Exercise 1 >> From the Tajikistan travel entry, reproduce the text between "We took a marshrutka" and "for another adventure.", inclusive.
Exercise 2 >> Condense the paragraph of the Tajikistan travel entry that begins "We took a marshrutka to his flat" into a shorter version that keeps its main facts.
Exercise 3 >> Pick up the Tajikistan travel entry after its last sentence and keep the story going.

Selected excerpt >>
···

An Interesting Evening in Northern Tajikistan!
Khujand Travel Blog› entry 33 of 83 › view all entries
The short ride to Khojand ended at the old bus station, where I waited for my host Halim to meet up with me. I decided to pass the time with a cold draft beer, and crossed the road to sit at a cafe. Within minutes of my first sip, a couple guys approached me and asked if I'd buy them beers. It appeared that they may have had a drink already, and while the beer was dirt cheap I didn't think this was the kind of friendship I wanted to start. One of the guys kept asking me what I was doing there, but my responses didn't seem to please him since they didn't include a free beer. More drunks came by and soon I was having my own powwow, although it wasn't exactly the kind of company I'd hoped for. In general they were harmless though. One man, who must have been 65, was completely hammered and kept patting me on the shoulder saying "ty muzhshina" which means "you're a man." I suppose it was a complement, although even the other men weren't sure of what the old man was saying. The proprietors of the cafe kept an eye on us, making sure I was OK, which I appreciated. A woman on the other side of the cafe was peeling onions and would frequently scowl at the drunks. They all finally left to go home and pass out I imagined, and soon I finished my beer and met up with Halim.
We took a marshrutka to his flat where he told me he had to take some medicine to his sick cousin and asked if I'd like to come. Not wanting to be alone in a new place, I agreed, laced up and headed out without anything but what I was wearing. It was a relief not to carry bags, but as we rounded the corner of his apartment complex, he told me the village his cousin was in was 120 kilometers away by taxi. One way. It was clear we were in for another adventure.

···

Data for review >>
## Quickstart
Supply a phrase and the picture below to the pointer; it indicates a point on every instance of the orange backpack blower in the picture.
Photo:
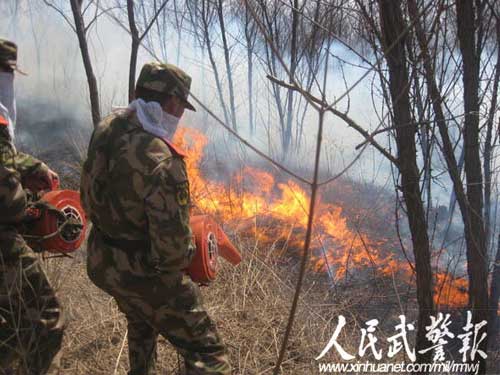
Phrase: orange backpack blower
(57, 224)
(211, 241)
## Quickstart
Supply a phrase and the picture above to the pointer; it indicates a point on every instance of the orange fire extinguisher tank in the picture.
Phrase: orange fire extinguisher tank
(211, 241)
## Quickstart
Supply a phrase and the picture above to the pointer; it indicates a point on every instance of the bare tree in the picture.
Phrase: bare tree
(81, 32)
(394, 31)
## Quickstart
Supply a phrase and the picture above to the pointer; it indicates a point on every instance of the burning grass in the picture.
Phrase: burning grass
(353, 272)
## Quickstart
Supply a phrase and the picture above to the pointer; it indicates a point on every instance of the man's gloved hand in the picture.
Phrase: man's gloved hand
(41, 180)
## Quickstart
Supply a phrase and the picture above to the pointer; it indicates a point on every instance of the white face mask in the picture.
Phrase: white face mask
(7, 99)
(154, 120)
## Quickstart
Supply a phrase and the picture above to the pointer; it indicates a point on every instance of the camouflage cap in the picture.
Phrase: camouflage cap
(8, 53)
(167, 79)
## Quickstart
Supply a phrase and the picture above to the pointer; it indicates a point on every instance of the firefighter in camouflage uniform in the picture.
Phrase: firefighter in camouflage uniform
(31, 324)
(135, 190)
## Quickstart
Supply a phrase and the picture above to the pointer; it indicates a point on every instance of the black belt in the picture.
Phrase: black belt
(122, 243)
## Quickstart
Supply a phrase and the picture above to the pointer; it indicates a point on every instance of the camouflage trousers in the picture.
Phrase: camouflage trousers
(31, 322)
(157, 304)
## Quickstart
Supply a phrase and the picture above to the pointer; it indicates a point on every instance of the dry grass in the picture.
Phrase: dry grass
(249, 303)
(250, 306)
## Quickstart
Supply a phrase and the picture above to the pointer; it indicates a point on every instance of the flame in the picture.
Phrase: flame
(253, 201)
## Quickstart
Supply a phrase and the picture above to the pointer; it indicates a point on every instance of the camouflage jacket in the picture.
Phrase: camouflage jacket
(14, 166)
(134, 186)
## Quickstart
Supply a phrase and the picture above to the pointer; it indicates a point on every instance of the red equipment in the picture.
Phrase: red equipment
(57, 222)
(211, 241)
(48, 230)
(56, 232)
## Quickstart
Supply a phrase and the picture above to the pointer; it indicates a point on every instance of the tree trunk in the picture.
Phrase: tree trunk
(134, 33)
(494, 300)
(287, 137)
(476, 255)
(488, 146)
(228, 65)
(393, 30)
(76, 8)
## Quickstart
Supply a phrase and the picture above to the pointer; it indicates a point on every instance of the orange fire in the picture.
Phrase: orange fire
(253, 201)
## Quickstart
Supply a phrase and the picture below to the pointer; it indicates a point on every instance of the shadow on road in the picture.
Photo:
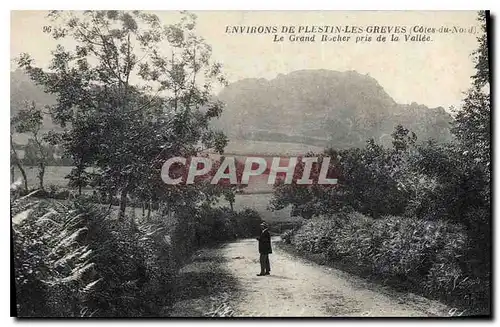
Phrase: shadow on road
(203, 285)
(279, 277)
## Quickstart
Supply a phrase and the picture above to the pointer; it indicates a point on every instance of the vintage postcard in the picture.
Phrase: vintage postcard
(250, 163)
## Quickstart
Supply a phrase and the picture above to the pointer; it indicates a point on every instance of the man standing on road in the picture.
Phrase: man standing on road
(264, 249)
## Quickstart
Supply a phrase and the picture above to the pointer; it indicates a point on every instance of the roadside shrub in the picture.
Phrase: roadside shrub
(430, 257)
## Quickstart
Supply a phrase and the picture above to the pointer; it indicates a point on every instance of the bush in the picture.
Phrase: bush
(74, 260)
(428, 256)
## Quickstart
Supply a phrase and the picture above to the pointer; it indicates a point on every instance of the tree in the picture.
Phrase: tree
(30, 121)
(15, 160)
(125, 103)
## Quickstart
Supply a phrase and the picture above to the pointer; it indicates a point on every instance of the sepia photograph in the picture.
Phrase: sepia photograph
(250, 164)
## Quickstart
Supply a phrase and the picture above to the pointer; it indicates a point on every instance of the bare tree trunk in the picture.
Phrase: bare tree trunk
(123, 203)
(149, 209)
(41, 173)
(18, 164)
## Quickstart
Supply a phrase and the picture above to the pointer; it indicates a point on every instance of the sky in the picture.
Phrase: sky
(434, 73)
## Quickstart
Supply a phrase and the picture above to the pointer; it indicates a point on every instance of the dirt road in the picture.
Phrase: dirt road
(296, 287)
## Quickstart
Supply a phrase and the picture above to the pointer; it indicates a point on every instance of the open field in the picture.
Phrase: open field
(257, 201)
(53, 175)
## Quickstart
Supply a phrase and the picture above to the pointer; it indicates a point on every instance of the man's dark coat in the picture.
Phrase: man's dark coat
(265, 242)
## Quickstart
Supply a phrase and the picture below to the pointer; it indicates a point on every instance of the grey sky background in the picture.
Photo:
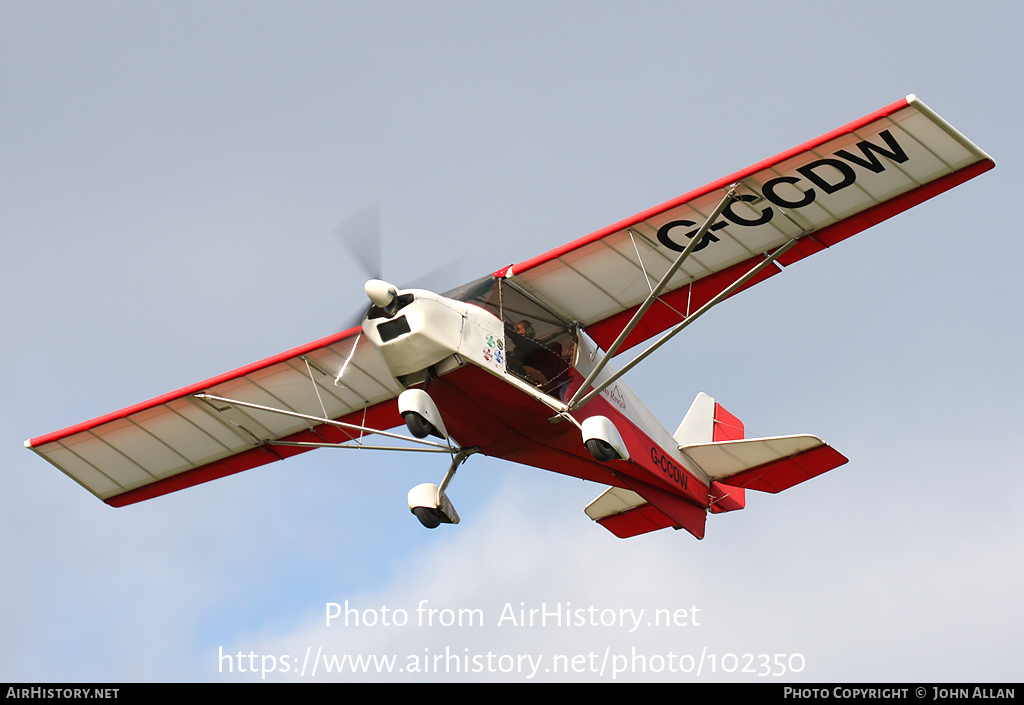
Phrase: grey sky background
(171, 175)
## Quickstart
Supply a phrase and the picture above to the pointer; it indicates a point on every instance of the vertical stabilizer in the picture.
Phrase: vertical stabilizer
(698, 424)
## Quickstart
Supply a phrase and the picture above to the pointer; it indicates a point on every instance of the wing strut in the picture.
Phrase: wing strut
(577, 402)
(724, 294)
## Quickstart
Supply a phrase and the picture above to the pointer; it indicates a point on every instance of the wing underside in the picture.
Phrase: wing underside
(819, 193)
(178, 440)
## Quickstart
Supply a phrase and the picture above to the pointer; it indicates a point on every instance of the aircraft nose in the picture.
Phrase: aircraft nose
(380, 292)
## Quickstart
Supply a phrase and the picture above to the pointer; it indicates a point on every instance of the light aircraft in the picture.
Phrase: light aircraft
(514, 365)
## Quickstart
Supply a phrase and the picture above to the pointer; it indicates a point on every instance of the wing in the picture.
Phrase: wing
(177, 441)
(821, 193)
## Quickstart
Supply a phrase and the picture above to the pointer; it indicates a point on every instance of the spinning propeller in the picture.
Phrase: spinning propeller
(360, 234)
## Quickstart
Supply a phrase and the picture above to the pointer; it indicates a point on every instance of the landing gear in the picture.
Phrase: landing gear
(421, 414)
(429, 502)
(431, 519)
(601, 450)
(419, 426)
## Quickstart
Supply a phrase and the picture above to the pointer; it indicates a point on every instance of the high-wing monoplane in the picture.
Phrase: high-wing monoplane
(515, 365)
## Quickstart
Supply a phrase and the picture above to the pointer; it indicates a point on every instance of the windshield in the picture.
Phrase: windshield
(541, 347)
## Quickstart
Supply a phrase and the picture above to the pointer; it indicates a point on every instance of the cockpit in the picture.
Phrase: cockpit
(540, 346)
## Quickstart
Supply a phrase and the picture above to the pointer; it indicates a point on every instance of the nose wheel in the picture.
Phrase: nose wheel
(428, 501)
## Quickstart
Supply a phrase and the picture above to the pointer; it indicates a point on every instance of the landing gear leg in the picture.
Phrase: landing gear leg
(429, 502)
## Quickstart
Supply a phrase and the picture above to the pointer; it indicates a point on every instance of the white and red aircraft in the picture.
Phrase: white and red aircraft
(514, 364)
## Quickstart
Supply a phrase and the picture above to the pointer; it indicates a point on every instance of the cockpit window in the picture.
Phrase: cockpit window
(541, 347)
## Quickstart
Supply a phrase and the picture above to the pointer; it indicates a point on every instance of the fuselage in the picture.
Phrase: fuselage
(500, 370)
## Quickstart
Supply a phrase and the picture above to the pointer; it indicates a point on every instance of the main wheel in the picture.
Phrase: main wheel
(427, 516)
(419, 426)
(601, 450)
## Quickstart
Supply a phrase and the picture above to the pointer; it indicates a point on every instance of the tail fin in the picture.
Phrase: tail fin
(708, 421)
(713, 439)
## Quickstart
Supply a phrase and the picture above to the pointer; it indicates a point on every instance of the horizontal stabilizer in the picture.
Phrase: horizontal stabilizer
(765, 464)
(627, 512)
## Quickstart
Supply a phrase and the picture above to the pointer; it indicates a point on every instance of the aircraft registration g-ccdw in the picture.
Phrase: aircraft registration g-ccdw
(514, 365)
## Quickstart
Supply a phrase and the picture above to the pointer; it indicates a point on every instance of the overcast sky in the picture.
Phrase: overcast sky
(170, 178)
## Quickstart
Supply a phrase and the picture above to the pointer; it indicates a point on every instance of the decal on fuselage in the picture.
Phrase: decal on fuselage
(671, 468)
(828, 181)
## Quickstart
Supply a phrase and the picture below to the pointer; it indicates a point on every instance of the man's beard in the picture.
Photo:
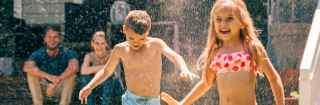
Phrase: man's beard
(53, 48)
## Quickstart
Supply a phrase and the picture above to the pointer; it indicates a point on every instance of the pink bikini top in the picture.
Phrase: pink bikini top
(234, 62)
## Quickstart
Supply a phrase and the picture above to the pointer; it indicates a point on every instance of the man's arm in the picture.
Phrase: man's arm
(107, 70)
(86, 69)
(71, 70)
(30, 67)
(274, 79)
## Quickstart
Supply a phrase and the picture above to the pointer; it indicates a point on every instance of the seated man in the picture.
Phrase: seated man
(52, 66)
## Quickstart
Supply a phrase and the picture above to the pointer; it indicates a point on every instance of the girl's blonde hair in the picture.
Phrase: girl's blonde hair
(98, 34)
(248, 34)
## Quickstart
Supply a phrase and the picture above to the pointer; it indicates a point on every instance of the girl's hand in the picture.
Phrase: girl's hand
(187, 75)
(168, 99)
(84, 93)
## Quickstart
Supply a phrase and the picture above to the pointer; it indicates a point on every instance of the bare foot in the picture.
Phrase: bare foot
(50, 90)
(168, 99)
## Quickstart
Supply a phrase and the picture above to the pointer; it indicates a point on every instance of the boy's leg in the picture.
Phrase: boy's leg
(67, 90)
(35, 89)
(116, 100)
(111, 90)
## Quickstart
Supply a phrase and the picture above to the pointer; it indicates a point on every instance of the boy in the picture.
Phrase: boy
(141, 57)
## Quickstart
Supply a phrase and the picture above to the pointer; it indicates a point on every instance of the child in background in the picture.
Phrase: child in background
(110, 92)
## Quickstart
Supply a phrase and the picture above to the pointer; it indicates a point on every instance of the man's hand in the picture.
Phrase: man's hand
(84, 93)
(168, 99)
(53, 79)
(51, 89)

···

Response 1 >>
We took a marshrutka to his flat where he told me he had to take some medicine to his sick cousin and asked if I'd like to come. Not wanting to be alone in a new place, I agreed, laced up and headed out without anything but what I was wearing. It was a relief not to carry bags, but as we rounded the corner of his apartment complex, he told me the village his cousin was in was 120 kilometers away by taxi. One way. It was clear we were in for another adventure.

Response 2 >> After a marshrutka ride to Halim's flat, he said he had to bring medicine to his sick cousin and invited me along. I didn't want to be alone somewhere new, so I agreed and left with only what I was wearing. Going without bags was a relief. Then, rounding the corner of his apartment complex, he told me the cousin's village was 120 kilometers away by taxi, one way. Another adventure was clearly coming.

Response 3 >>
We scored a freshly buffed crimson GM Opel taxi and after picking up two doctors and searching several drugstores for medicine, we drove down the dark and desolate road to Asht district. It was about two hours before we pulled into a dimly lit town and past the gates of an equally dim hospital. The doctors quickly entered the quarantined section of the hospital and Halim, Habibullo (the taxi driver) and I went across the street to a cafe for some dinner. The meal was a specialty of the region, a mutton soup in a special clay pot I'd never seen before. The soup was a little heavy on the mutton fat, in chunks so big I almost mistook them for cauliflower. We sat around and chatted for awhile. Then Halim called a friend of his who also happened to speak English and who was a new member of CouchSurfing. Nekbakht soon joined us, and then another Uzbek-speaking friend Bahodur, and we had our own little soiree in the little private room in the cafe. After several hours, it was clear that the doctors were still with the sick cousin and the cafe was ready to close for the night, so Nekbakht invited us to his house to relax, watch TV, and possibly stay the night depending on how events unfolded. I was reluctant to stay the night because I didn't have anything but the filthy clothes I was wearing, but I decided I'd see what transpired.
We lounged around watching satellite television and the first half of the movie Dave before Halim got the call from the doctors that they were ready to go and his cousin was improving. It was 1:45am. The ride back to Khojand took two hours and was not comfortable. By the time we were back it was nearly 4am. As we groggily walked from the taxi to Halim's flat, I noticed a small bazaar stand was open and marveled at seeing a 24-hour market of any kind, especially after Istaravshan where everything closed by 8pm. I didn't have the energy to shower, and there wasn't hot water anyway, so I went to bed and soon fell asleep before having time to realize how much had transpired in just one day.